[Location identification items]
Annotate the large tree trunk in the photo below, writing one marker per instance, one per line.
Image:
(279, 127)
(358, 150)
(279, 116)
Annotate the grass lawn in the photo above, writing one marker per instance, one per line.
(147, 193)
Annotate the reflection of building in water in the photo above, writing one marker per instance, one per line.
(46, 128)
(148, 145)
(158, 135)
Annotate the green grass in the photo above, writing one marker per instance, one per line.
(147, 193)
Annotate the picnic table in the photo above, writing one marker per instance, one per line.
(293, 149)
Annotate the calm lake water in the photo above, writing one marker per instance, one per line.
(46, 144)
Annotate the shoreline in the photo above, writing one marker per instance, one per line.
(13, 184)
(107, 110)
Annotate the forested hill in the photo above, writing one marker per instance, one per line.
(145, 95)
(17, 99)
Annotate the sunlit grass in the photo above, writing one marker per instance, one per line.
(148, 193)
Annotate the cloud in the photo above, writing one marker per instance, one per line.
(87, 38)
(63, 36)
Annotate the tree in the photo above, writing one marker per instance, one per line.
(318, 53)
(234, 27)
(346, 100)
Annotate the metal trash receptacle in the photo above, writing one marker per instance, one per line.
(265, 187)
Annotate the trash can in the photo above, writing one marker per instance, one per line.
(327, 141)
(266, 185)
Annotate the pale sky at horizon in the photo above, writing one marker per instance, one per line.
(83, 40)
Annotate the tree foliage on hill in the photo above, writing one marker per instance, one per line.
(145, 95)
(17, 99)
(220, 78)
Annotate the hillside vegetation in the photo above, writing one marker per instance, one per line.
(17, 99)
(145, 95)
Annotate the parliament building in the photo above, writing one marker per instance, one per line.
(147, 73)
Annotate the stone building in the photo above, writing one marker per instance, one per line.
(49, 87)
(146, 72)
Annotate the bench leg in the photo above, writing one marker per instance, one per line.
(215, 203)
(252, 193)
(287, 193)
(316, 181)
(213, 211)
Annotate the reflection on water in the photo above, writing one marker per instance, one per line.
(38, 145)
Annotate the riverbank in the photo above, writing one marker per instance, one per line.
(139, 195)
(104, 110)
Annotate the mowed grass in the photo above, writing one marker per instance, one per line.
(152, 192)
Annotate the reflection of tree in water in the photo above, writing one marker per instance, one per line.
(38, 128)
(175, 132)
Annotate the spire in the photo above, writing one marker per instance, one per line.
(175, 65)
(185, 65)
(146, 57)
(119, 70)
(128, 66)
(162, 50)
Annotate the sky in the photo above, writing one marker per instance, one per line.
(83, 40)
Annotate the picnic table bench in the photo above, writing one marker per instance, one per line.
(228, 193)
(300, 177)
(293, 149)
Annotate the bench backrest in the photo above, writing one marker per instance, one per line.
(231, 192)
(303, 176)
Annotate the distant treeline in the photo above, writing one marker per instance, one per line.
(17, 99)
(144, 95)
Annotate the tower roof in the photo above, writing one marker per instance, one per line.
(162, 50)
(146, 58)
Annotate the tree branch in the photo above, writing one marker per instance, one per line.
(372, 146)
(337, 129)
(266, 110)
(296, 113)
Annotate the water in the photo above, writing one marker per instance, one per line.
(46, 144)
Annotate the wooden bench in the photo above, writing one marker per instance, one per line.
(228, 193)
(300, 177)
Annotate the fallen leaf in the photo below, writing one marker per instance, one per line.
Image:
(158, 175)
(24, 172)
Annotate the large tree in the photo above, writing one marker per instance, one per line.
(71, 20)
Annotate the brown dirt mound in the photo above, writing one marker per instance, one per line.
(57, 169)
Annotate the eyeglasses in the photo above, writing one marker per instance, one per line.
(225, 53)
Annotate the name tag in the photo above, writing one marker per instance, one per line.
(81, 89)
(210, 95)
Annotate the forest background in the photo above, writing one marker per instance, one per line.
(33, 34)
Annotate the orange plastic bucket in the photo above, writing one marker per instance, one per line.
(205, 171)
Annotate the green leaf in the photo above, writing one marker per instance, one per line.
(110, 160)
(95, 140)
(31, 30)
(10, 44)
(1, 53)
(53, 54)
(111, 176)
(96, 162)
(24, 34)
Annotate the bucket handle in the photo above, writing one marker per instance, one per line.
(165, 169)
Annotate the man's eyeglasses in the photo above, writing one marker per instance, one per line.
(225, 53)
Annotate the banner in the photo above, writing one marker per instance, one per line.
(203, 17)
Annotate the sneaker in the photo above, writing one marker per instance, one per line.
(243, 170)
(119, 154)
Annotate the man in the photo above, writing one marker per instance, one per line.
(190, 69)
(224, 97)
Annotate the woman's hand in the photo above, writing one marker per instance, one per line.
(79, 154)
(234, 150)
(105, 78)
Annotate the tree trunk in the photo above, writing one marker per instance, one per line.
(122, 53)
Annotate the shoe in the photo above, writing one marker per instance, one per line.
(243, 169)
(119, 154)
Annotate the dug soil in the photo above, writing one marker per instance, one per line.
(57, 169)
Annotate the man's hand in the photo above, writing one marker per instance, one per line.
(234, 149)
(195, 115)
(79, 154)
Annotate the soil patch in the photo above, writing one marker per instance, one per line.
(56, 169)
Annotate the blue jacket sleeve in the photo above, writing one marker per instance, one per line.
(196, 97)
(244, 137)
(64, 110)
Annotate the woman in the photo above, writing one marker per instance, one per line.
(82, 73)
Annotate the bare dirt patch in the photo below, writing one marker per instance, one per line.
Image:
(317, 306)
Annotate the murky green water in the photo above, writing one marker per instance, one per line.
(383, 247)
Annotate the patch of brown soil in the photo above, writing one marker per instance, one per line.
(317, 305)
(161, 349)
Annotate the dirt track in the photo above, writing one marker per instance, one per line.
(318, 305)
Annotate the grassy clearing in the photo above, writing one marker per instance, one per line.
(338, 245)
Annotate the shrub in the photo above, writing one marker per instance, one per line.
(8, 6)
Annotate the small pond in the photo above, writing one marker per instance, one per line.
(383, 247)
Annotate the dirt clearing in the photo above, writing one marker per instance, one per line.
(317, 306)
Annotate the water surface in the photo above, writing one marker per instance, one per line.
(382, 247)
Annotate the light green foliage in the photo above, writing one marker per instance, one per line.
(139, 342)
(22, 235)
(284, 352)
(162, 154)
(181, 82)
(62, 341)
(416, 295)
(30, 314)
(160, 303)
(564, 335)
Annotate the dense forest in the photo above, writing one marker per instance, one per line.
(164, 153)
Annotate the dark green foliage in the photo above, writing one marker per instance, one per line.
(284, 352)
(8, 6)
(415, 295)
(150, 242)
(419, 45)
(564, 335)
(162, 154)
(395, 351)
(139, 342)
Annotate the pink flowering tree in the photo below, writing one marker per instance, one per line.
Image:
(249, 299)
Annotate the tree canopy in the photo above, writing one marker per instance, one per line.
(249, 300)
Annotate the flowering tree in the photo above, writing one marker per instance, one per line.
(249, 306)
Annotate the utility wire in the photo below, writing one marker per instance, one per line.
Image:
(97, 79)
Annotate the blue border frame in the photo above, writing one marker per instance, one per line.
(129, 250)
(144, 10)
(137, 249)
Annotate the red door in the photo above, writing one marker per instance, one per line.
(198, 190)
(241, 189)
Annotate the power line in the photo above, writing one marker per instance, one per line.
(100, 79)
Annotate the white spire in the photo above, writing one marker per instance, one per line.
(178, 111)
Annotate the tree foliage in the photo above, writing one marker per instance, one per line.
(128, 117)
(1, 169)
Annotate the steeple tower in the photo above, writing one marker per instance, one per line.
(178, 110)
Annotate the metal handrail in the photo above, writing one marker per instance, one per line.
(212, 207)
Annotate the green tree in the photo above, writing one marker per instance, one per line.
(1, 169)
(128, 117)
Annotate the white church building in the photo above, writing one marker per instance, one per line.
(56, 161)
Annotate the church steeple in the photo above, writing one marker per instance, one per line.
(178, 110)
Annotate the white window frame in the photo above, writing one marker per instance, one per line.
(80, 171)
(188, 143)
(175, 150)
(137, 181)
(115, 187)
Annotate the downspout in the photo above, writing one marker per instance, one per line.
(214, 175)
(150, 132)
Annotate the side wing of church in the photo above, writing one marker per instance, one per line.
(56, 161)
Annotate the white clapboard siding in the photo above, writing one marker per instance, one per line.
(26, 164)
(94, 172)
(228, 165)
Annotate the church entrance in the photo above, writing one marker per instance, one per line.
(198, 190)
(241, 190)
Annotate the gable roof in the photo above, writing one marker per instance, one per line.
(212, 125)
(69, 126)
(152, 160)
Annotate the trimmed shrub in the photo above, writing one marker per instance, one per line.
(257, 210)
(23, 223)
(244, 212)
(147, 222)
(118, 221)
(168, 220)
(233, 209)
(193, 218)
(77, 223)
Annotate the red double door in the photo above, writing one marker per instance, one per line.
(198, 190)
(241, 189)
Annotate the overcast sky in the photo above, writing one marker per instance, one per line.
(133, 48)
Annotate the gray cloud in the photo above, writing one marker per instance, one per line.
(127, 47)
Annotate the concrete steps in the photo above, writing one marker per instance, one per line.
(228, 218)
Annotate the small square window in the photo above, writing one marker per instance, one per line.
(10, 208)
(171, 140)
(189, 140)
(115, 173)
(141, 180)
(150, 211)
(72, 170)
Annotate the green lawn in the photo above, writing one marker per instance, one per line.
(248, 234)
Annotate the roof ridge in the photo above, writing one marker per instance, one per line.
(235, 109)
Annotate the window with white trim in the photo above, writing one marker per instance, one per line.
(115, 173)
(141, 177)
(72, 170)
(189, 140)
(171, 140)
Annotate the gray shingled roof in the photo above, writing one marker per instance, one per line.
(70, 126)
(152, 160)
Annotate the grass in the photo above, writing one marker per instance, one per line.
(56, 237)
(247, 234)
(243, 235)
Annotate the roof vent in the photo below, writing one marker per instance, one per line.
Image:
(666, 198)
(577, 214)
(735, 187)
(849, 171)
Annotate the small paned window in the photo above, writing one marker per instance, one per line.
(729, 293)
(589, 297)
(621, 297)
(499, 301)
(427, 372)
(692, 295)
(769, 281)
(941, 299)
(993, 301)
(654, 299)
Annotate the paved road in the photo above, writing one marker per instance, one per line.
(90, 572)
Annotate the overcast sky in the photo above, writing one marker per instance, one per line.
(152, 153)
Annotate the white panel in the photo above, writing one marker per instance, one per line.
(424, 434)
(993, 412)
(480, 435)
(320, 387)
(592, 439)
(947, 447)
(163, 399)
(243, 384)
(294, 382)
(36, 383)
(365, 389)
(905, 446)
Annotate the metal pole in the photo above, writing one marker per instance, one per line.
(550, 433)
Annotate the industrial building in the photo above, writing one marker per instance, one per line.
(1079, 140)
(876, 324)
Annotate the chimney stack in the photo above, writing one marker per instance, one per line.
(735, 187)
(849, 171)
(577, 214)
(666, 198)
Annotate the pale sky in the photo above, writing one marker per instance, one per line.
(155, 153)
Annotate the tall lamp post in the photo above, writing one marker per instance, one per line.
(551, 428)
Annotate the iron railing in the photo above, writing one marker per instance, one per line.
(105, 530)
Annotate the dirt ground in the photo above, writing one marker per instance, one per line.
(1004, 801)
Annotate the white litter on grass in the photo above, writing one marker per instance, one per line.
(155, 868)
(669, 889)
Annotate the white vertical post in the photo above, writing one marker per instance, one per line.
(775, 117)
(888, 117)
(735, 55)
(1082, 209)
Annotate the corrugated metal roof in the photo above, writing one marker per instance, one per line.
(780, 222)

* _What you are asked to do_:
Extract, unchanged, the closing run of lines that opens with the line containing "Annotate the metal pole" and ends with the last line.

* _Response to the exercise_:
Annotate the metal pole in the photo above, writing one marker per instance, one per line.
(550, 433)
Annotate the industrial building in the photo above, writing one marker per instance, one per line.
(1079, 140)
(876, 324)
Annotate the chimney stack in the photo above, writing one marker per instance, one per line.
(735, 187)
(849, 171)
(577, 214)
(666, 198)
Annotate the pale sky in the photo above, writing one marker per instance, one per line.
(155, 153)
Annotate the tall lamp post in the photo above, writing one marker per instance, one per line.
(551, 428)
Annotate the iron railing in the photo above, writing one marker per instance, one per line.
(105, 530)
Annotate the dirt ground in the photo above, writing one marker per instance, one per line.
(1004, 801)
Annotate the white litter on grass in the photo above, writing one marker per instance, one per line.
(155, 868)
(669, 889)
Annotate the white vertical post in the photo above, writing one marker per instance, one per line.
(775, 117)
(888, 117)
(735, 55)
(1082, 209)
Annotate the corrugated metal roof in the photo above, writing one marker per instance, one per line.
(780, 222)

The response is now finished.